How many lines of the records below contain the word "white"? Reply with the number only.

::::

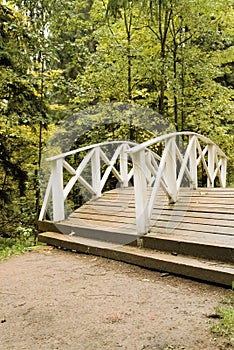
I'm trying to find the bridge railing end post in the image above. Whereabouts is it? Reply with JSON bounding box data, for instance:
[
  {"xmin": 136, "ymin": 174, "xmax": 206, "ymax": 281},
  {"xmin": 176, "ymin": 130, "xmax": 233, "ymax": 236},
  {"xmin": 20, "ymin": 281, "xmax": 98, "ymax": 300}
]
[{"xmin": 51, "ymin": 158, "xmax": 65, "ymax": 222}]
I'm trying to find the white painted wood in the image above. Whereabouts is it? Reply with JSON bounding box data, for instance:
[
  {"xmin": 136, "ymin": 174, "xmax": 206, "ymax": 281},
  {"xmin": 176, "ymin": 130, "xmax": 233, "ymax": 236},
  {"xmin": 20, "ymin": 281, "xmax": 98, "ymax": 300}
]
[
  {"xmin": 39, "ymin": 132, "xmax": 227, "ymax": 235},
  {"xmin": 132, "ymin": 149, "xmax": 149, "ymax": 235},
  {"xmin": 148, "ymin": 140, "xmax": 173, "ymax": 220},
  {"xmin": 100, "ymin": 146, "xmax": 123, "ymax": 191},
  {"xmin": 221, "ymin": 157, "xmax": 227, "ymax": 187},
  {"xmin": 207, "ymin": 144, "xmax": 215, "ymax": 187},
  {"xmin": 64, "ymin": 149, "xmax": 96, "ymax": 199},
  {"xmin": 164, "ymin": 136, "xmax": 177, "ymax": 203},
  {"xmin": 51, "ymin": 159, "xmax": 65, "ymax": 222},
  {"xmin": 39, "ymin": 174, "xmax": 52, "ymax": 221},
  {"xmin": 189, "ymin": 135, "xmax": 198, "ymax": 190},
  {"xmin": 176, "ymin": 139, "xmax": 194, "ymax": 190},
  {"xmin": 91, "ymin": 147, "xmax": 101, "ymax": 198},
  {"xmin": 119, "ymin": 144, "xmax": 129, "ymax": 187}
]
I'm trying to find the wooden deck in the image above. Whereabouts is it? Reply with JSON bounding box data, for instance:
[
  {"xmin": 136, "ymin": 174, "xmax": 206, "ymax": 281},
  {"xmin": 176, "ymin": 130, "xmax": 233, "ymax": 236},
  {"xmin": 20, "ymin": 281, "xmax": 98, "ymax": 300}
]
[{"xmin": 39, "ymin": 188, "xmax": 234, "ymax": 285}]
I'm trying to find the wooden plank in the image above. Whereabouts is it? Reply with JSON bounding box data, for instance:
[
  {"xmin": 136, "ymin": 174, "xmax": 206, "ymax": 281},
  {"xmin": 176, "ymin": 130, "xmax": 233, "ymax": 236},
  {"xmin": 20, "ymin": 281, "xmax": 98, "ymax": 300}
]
[
  {"xmin": 152, "ymin": 212, "xmax": 234, "ymax": 231},
  {"xmin": 153, "ymin": 220, "xmax": 234, "ymax": 237},
  {"xmin": 62, "ymin": 218, "xmax": 136, "ymax": 231},
  {"xmin": 153, "ymin": 208, "xmax": 234, "ymax": 221},
  {"xmin": 39, "ymin": 232, "xmax": 234, "ymax": 287},
  {"xmin": 147, "ymin": 229, "xmax": 234, "ymax": 249},
  {"xmin": 150, "ymin": 225, "xmax": 233, "ymax": 239}
]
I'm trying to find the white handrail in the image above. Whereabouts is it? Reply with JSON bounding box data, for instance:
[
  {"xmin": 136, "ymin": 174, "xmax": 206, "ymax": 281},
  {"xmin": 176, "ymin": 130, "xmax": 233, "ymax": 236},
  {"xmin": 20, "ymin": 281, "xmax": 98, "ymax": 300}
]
[
  {"xmin": 39, "ymin": 141, "xmax": 136, "ymax": 222},
  {"xmin": 39, "ymin": 131, "xmax": 227, "ymax": 235},
  {"xmin": 128, "ymin": 131, "xmax": 227, "ymax": 158},
  {"xmin": 128, "ymin": 131, "xmax": 227, "ymax": 235}
]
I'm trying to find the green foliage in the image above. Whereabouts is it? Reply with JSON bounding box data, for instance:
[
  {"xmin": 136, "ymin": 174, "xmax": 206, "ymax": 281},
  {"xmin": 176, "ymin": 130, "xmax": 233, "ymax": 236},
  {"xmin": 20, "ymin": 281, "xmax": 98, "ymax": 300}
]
[
  {"xmin": 212, "ymin": 291, "xmax": 234, "ymax": 345},
  {"xmin": 0, "ymin": 226, "xmax": 34, "ymax": 260},
  {"xmin": 0, "ymin": 0, "xmax": 234, "ymax": 236}
]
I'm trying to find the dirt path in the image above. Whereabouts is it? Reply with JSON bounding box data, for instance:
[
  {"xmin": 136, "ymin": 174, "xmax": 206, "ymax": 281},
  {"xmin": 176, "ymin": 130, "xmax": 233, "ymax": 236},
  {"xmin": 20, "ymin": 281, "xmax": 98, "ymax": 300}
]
[{"xmin": 0, "ymin": 249, "xmax": 230, "ymax": 350}]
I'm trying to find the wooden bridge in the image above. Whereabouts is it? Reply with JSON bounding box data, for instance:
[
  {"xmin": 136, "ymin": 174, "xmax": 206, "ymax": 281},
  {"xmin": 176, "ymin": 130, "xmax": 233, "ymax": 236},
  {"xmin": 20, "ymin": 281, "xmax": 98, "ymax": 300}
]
[{"xmin": 39, "ymin": 132, "xmax": 234, "ymax": 286}]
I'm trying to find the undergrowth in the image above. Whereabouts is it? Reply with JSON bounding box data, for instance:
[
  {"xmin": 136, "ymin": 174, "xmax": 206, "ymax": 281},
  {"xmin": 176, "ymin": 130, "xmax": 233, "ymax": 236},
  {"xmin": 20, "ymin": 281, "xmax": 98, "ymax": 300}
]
[
  {"xmin": 0, "ymin": 226, "xmax": 35, "ymax": 259},
  {"xmin": 211, "ymin": 290, "xmax": 234, "ymax": 346}
]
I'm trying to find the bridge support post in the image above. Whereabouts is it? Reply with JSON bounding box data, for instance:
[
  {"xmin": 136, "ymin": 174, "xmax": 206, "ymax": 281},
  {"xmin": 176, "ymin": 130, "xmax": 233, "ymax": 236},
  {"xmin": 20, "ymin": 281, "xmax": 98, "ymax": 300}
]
[
  {"xmin": 207, "ymin": 144, "xmax": 215, "ymax": 187},
  {"xmin": 220, "ymin": 157, "xmax": 227, "ymax": 187},
  {"xmin": 51, "ymin": 158, "xmax": 65, "ymax": 222},
  {"xmin": 189, "ymin": 136, "xmax": 197, "ymax": 190},
  {"xmin": 132, "ymin": 149, "xmax": 149, "ymax": 235},
  {"xmin": 120, "ymin": 144, "xmax": 128, "ymax": 187},
  {"xmin": 164, "ymin": 137, "xmax": 177, "ymax": 203},
  {"xmin": 91, "ymin": 147, "xmax": 102, "ymax": 198}
]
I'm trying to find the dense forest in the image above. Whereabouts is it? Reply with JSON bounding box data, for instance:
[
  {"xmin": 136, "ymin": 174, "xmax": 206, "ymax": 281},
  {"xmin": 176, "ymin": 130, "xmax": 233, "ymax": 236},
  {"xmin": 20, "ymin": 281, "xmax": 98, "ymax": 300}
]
[{"xmin": 0, "ymin": 0, "xmax": 234, "ymax": 237}]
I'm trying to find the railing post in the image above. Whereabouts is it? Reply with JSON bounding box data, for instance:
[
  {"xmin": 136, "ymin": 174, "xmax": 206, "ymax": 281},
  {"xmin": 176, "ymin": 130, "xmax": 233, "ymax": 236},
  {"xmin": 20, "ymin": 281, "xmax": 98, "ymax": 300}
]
[
  {"xmin": 164, "ymin": 137, "xmax": 177, "ymax": 202},
  {"xmin": 207, "ymin": 144, "xmax": 215, "ymax": 187},
  {"xmin": 189, "ymin": 136, "xmax": 197, "ymax": 190},
  {"xmin": 51, "ymin": 158, "xmax": 65, "ymax": 222},
  {"xmin": 220, "ymin": 157, "xmax": 227, "ymax": 187},
  {"xmin": 132, "ymin": 149, "xmax": 149, "ymax": 235},
  {"xmin": 120, "ymin": 144, "xmax": 128, "ymax": 187},
  {"xmin": 91, "ymin": 147, "xmax": 102, "ymax": 198}
]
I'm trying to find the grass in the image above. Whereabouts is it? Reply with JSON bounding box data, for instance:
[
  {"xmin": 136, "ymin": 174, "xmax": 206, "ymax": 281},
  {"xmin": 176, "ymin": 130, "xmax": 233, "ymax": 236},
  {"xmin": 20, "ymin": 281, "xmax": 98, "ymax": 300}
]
[
  {"xmin": 0, "ymin": 237, "xmax": 34, "ymax": 260},
  {"xmin": 211, "ymin": 290, "xmax": 234, "ymax": 346}
]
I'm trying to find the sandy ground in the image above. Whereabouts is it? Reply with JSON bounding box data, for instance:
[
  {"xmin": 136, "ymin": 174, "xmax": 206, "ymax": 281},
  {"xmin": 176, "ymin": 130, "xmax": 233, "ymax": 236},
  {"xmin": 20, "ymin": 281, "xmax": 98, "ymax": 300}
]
[{"xmin": 0, "ymin": 248, "xmax": 231, "ymax": 350}]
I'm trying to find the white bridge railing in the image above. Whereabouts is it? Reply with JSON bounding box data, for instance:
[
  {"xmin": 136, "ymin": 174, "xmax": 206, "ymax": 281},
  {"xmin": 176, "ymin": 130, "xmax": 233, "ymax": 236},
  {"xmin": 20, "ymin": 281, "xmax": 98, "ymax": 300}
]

::::

## Result of the exercise
3